INSTRUCTIONS FOR THE TASK => Duplicate the lines that follow word for word, omitting the pictures from your answer.

Location annotation dataset excerpts:
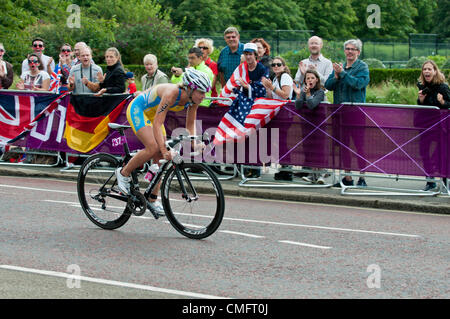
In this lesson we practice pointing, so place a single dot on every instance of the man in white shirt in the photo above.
(316, 61)
(84, 72)
(38, 47)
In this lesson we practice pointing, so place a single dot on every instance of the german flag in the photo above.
(87, 119)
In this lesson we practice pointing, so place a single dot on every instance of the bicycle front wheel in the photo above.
(193, 200)
(98, 193)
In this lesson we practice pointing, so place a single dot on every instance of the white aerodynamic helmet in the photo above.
(196, 80)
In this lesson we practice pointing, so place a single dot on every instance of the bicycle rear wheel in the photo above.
(98, 193)
(200, 216)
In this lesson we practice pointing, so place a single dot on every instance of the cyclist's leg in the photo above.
(155, 192)
(145, 135)
(141, 125)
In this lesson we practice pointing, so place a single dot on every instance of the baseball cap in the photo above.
(250, 47)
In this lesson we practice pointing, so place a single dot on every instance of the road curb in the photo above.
(275, 194)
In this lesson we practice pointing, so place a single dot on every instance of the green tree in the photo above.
(329, 19)
(203, 15)
(424, 20)
(142, 27)
(442, 19)
(397, 19)
(269, 15)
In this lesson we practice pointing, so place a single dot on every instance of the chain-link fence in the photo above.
(292, 45)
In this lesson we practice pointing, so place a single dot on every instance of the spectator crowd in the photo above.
(76, 71)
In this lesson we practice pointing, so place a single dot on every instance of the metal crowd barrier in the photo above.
(355, 190)
(31, 158)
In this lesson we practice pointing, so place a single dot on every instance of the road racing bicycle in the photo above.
(191, 194)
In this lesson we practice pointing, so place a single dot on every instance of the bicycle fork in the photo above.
(185, 194)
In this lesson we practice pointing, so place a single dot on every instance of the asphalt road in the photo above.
(263, 249)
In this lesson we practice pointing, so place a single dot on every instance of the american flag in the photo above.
(20, 112)
(246, 114)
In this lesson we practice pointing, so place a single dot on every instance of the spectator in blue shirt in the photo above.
(348, 83)
(230, 56)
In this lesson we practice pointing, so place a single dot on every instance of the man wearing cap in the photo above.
(6, 70)
(38, 47)
(130, 80)
(256, 70)
(230, 56)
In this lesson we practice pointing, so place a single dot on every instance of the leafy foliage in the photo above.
(374, 63)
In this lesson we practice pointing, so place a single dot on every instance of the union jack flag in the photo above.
(247, 113)
(20, 112)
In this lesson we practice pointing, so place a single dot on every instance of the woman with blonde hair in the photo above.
(113, 81)
(433, 90)
(207, 47)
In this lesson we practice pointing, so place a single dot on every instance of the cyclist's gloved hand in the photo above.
(199, 147)
(168, 155)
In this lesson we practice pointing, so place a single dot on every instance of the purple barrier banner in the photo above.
(388, 140)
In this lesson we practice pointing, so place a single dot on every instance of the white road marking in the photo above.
(111, 282)
(303, 244)
(320, 227)
(38, 189)
(241, 234)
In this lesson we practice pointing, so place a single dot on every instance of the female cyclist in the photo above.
(146, 115)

EXERCISE ANSWER =>
In this lesson we practice pointing, so place a single dot on every instance of the man in white shirt in the photo above.
(316, 61)
(84, 72)
(38, 47)
In this lesson we practice pointing, so place a single dot on every instance of the german flag in the photo above.
(87, 119)
In this lesson we practice pointing, so place a single dot on every instance of the bicycle front wheel in the photo above.
(193, 200)
(98, 193)
In this lesson we practice pointing, so place a single dot on every instance of the white aerodynamic helmet in the photo above.
(196, 80)
In this lesson we practice pointing, so place a single dot on every instance of the bicycle rear wheel in the photo above.
(98, 193)
(200, 216)
In this lesson we practice pointing, so place a single dot on every instance of the cyclist's leg in the photo above.
(155, 192)
(145, 135)
(141, 125)
In this lesson we practice pointing, so place a single dot on every instance of the baseball cap in the photo above.
(250, 47)
In this lesson we practice pointing, so place a single dot on every instance of the road curb in the photo above.
(275, 194)
In this lesson we practice pointing, so place a single dot on every instance of the green tree in the photo above.
(329, 19)
(203, 15)
(424, 20)
(142, 27)
(442, 19)
(397, 19)
(269, 15)
In this lesson we practice pointing, so place a single dot on every instance of the chain-link fence in the photo above.
(292, 45)
In this lesson we practice pointing, so place a single dot on every instance of the spectator crowd in the photo above.
(76, 71)
In this lesson we practice pointing, so place a single dot on every instance of the metal crowd barrier in the photo above.
(355, 190)
(31, 158)
In this lesson we practice pointing, so place a single dot on every instance of the road racing bicycle in the photo above.
(191, 194)
In this lesson we practice pointing, so place a single dot on every instance of the bicycle fork in the photo above.
(185, 194)
In this lesson we practice pointing, so place a single dot on every instance of the asphalt road in the photo above.
(263, 249)
In this lesson we practice pointing, so place a single dot on every instance of the american flag in the photo above.
(20, 112)
(246, 114)
In this lesson we practice pointing, so place a single dot on every instance of the spectator in blue shirt in the photo above.
(348, 83)
(230, 56)
In this lesson we practice pointing, so place a single dot on every instance of the man wearing cap in the photo above.
(6, 70)
(38, 47)
(130, 80)
(256, 70)
(230, 56)
In this lesson we practice pointing, so place a single dot on every instance of the leafy foliage in the photo above.
(374, 63)
In this lesson we practice pointing, so place a single dot on every instance of the union jack flag in the photo above.
(247, 113)
(20, 112)
In this lesson we practice pointing, so place a single dot on every instance of the woman with blonde hair in the photo above.
(113, 81)
(433, 90)
(207, 47)
In this lesson we practice pointing, so place a single dot on every instance of the cyclist's gloved hand in the photo above.
(199, 147)
(168, 155)
In this lesson we practice pointing, so place a single dot on every instance of the purple barrier banner in the photo above.
(388, 140)
In this lesson we practice pointing, so place a single dot on every instance of the white road marking in the photo above.
(111, 282)
(303, 244)
(320, 227)
(38, 189)
(241, 234)
In this lesson we practice pointing, so place a single dot on every instance of the female cyclist in the photo above.
(146, 115)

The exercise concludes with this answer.